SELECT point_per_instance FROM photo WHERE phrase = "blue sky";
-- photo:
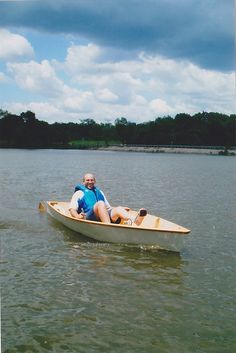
(69, 60)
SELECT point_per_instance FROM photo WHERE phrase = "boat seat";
(61, 210)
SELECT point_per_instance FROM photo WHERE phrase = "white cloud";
(14, 45)
(140, 89)
(37, 77)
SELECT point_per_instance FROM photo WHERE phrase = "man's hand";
(77, 215)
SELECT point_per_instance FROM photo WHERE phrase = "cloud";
(37, 77)
(198, 31)
(140, 89)
(14, 45)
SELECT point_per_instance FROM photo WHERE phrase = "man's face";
(89, 181)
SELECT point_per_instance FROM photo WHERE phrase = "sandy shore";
(153, 149)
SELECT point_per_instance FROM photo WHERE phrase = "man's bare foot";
(140, 216)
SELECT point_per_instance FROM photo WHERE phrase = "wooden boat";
(152, 231)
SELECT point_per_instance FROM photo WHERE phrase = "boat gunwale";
(140, 228)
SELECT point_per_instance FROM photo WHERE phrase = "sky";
(69, 60)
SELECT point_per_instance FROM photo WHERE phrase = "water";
(62, 292)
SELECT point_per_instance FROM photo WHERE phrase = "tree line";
(201, 129)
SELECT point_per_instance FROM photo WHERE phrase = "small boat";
(154, 231)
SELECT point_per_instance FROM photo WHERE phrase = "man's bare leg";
(101, 212)
(119, 212)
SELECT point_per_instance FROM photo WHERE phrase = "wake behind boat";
(152, 231)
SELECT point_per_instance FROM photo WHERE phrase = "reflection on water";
(63, 292)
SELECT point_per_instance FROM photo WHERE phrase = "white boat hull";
(171, 238)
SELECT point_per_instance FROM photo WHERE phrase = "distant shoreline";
(185, 150)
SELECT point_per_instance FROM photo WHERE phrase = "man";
(89, 202)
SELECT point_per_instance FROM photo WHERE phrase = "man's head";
(89, 181)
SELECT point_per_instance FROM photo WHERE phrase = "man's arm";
(73, 207)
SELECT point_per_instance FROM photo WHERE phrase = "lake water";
(64, 293)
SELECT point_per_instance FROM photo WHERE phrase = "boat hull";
(123, 234)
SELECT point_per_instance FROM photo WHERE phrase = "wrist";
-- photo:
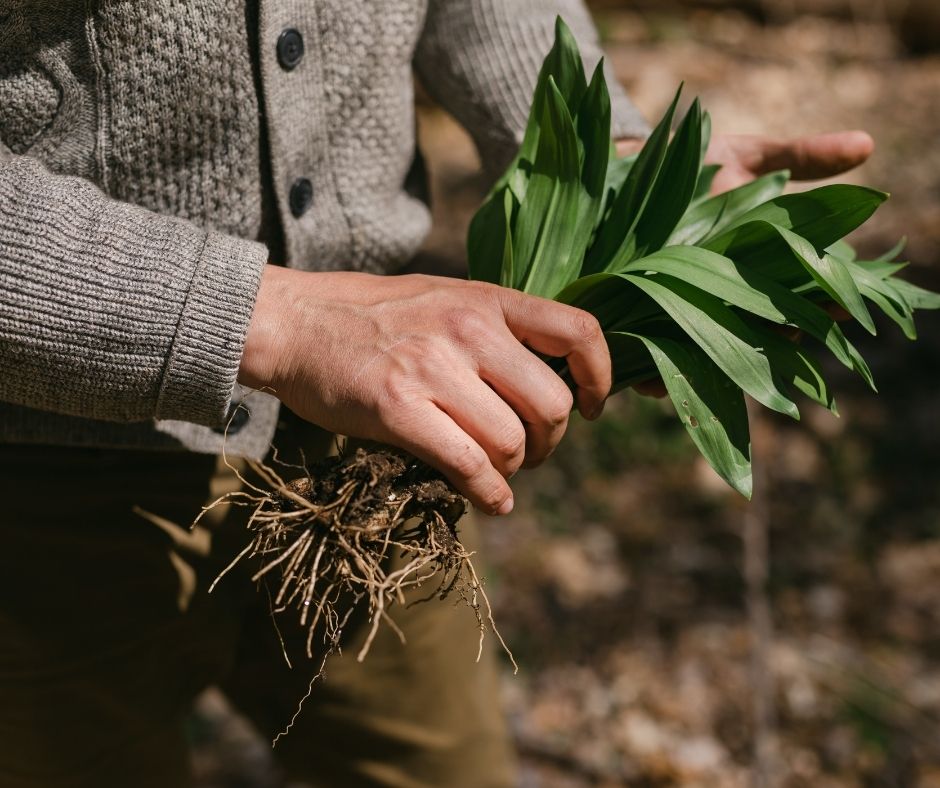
(259, 363)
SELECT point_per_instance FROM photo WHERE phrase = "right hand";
(444, 368)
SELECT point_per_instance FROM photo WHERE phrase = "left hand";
(744, 157)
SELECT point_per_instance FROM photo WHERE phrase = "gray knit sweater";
(136, 142)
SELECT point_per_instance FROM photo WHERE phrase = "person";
(197, 203)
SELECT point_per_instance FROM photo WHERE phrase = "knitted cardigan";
(147, 146)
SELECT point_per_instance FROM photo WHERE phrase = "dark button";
(236, 418)
(301, 197)
(290, 49)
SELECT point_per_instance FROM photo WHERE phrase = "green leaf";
(544, 251)
(703, 186)
(822, 216)
(615, 236)
(744, 287)
(916, 296)
(774, 250)
(673, 189)
(507, 276)
(486, 240)
(843, 250)
(793, 365)
(890, 300)
(593, 129)
(727, 340)
(563, 64)
(630, 360)
(709, 405)
(712, 216)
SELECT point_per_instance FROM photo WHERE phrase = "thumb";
(819, 155)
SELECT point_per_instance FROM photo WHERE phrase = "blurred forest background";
(667, 633)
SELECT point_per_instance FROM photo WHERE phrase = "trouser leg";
(103, 642)
(423, 714)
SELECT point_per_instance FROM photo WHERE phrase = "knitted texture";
(131, 186)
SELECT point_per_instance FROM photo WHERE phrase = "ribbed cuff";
(207, 347)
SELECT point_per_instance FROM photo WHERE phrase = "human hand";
(744, 157)
(443, 368)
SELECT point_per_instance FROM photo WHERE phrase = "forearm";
(109, 311)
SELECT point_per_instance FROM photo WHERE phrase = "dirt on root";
(352, 535)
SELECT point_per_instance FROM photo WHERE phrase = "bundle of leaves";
(689, 287)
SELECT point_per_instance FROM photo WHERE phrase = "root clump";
(356, 533)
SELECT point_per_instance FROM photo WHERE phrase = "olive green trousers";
(107, 633)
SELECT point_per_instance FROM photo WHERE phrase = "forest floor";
(620, 580)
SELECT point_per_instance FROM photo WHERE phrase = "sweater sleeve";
(480, 60)
(109, 311)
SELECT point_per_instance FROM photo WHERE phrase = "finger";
(563, 332)
(817, 156)
(534, 391)
(433, 436)
(480, 412)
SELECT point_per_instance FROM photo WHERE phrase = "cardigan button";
(290, 49)
(301, 197)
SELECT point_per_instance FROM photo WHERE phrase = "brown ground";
(620, 579)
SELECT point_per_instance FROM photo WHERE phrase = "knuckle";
(466, 325)
(511, 446)
(470, 462)
(558, 411)
(585, 327)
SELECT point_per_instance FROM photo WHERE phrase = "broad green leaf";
(706, 136)
(724, 336)
(486, 239)
(563, 64)
(593, 129)
(916, 296)
(892, 254)
(793, 365)
(507, 276)
(890, 300)
(703, 186)
(821, 216)
(630, 360)
(543, 242)
(709, 405)
(774, 250)
(843, 250)
(673, 189)
(606, 296)
(615, 236)
(712, 216)
(746, 288)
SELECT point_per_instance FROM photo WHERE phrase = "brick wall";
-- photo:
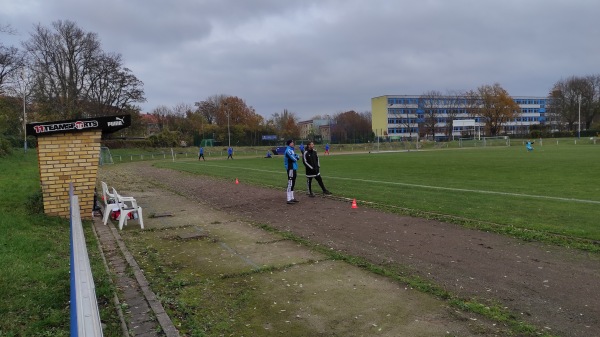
(65, 158)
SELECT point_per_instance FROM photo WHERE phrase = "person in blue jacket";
(290, 161)
(529, 146)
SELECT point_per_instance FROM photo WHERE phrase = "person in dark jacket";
(310, 159)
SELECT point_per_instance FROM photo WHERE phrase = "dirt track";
(551, 287)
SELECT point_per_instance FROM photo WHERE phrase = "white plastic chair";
(110, 202)
(128, 205)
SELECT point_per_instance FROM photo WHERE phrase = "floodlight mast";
(579, 122)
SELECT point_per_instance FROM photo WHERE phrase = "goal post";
(484, 141)
(496, 141)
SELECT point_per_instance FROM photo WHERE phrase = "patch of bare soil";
(551, 287)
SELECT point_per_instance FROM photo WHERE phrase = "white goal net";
(484, 141)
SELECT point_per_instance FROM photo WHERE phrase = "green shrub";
(35, 203)
(5, 148)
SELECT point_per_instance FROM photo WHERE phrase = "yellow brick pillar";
(65, 158)
(69, 152)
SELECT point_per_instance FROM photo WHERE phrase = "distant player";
(529, 145)
(201, 154)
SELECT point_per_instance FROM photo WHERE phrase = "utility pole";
(579, 122)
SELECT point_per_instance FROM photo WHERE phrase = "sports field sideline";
(553, 189)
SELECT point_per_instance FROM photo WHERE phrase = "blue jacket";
(290, 159)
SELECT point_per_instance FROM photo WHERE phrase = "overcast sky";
(319, 57)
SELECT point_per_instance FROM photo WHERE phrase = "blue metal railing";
(85, 316)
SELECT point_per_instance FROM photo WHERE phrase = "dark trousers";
(309, 183)
(291, 180)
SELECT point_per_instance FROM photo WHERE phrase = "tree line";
(62, 72)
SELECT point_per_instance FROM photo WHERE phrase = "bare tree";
(286, 124)
(493, 105)
(111, 87)
(74, 77)
(11, 60)
(570, 97)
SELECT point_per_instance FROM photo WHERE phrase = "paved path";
(144, 315)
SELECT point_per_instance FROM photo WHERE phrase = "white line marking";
(427, 186)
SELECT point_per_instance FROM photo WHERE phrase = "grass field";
(553, 189)
(34, 255)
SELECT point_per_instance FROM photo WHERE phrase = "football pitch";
(553, 189)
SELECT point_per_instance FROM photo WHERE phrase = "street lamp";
(24, 114)
(579, 122)
(228, 132)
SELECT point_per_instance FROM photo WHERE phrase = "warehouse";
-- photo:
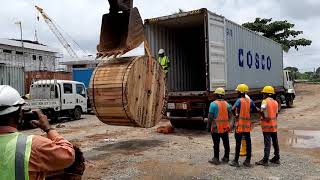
────────────────────
Extract each line from the listing above that contains the string "hull", copying every such line in full.

SELECT point_per_instance FROM photo WHERE phrase = "white boat hull";
SELECT point_per_instance FROM photo WHERE phrase = "boat hull";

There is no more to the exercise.